Entries from a point annotation set
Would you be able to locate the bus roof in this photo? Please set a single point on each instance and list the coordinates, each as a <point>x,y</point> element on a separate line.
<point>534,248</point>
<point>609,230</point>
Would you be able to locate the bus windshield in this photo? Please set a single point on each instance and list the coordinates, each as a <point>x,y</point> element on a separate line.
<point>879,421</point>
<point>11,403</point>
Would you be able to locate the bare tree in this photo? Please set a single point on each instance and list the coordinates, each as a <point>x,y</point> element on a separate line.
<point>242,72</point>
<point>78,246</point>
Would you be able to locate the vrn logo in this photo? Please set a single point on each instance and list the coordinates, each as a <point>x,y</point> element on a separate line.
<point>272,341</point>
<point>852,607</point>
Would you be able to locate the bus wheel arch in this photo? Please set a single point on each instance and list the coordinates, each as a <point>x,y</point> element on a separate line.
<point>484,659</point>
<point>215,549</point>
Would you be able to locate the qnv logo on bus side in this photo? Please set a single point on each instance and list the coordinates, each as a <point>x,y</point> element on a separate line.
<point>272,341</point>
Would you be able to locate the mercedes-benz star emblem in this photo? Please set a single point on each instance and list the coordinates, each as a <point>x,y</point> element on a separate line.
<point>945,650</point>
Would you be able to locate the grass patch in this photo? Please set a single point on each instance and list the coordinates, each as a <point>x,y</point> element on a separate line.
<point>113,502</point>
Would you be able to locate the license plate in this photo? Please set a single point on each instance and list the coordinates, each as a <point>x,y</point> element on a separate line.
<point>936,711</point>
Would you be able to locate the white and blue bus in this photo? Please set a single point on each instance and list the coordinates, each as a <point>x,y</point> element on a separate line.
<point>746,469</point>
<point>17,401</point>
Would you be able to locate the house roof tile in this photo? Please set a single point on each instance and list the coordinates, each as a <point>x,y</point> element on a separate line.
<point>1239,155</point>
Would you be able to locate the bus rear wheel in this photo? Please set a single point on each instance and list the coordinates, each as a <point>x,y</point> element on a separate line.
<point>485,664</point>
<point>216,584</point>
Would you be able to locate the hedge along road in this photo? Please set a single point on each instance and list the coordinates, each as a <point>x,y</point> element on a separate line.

§ EXERCISE AIM: Put the lines above into a Markdown table with the columns No. and Line, numbering each line in order and leaving out any blank lines.

§ FULL SOLUTION:
| No. | Line |
|---|---|
| 1 | Would you be able to locate the bus roof in this photo? Please set a single point on each instance and list the coordinates, each as a <point>x,y</point> element on a separate line. |
| 2 | <point>534,248</point> |
| 3 | <point>609,230</point> |
| 4 | Would you be able to locate the bus windshield in this photo? Please set a single point on each instance and list the coordinates, each as a <point>x,y</point> element on a separate line. |
| 5 | <point>879,421</point> |
| 6 | <point>11,403</point> |
| 7 | Would you be able to locate the bare tree in this photo? Please set a single point on each instance and list the coordinates, each as a <point>x,y</point> element on a separate line. |
| 8 | <point>242,72</point> |
| 9 | <point>78,246</point> |
| 10 | Would you be able to locate the vrn logo in this photo? Please set a single point on each instance and list the coordinates, each as a <point>x,y</point> element on a separate line. |
| 11 | <point>272,341</point> |
| 12 | <point>852,607</point> |
| 13 | Would you be able to locate the bus wheel arch in this photo? Please set a single point on each instance and list the coordinates, each as a <point>x,y</point> element on a separate line. |
| 14 | <point>484,659</point> |
| 15 | <point>215,549</point> |
| 16 | Would you be able to locate the qnv logo on bus side in this photo? Please set a single point on each instance and list the coordinates, each as a <point>x,y</point> element on a separate line. |
| 17 | <point>272,341</point> |
| 18 | Would you be able to locate the mercedes-benz star emblem in this photo? Please set a single point on each instance and list the coordinates, each as a <point>x,y</point> element on a separate line. |
| 19 | <point>945,650</point> |
| 20 | Would you be able to locate the grass patch in this photo? Please set a single point on each instance and list the coordinates, each as a <point>x,y</point> element on a separate line. |
| 21 | <point>113,502</point> |
| 22 | Would you be able to locate the license plate in this photo? Please set a single point on each instance and list the coordinates, each as a <point>x,y</point> element on a separate line. |
| 23 | <point>936,711</point> |
| 24 | Would you be able to locate the white and blue bus in this photo? Please set a single point on each instance and list the coordinates, each as a <point>x,y</point> element on a separate line. |
| 25 | <point>746,469</point> |
| 26 | <point>17,401</point> |
| 27 | Would you be able to locate the house roof tile in this photo? Please set a single point on each instance and list the coordinates, each as a <point>x,y</point> element on a separate line. |
| 28 | <point>1239,155</point> |
| 29 | Would you be able to locate the bus rear wheel in this photo? Please set a single point on each instance and list the coordinates, each as a <point>x,y</point> element on a separate line. |
| 30 | <point>485,664</point> |
| 31 | <point>216,584</point> |
| 32 | Would you be able to locate the hedge along road in this photo? Please set a single point on each instance and list the coordinates, each as a <point>x,y</point> element on a separate line. |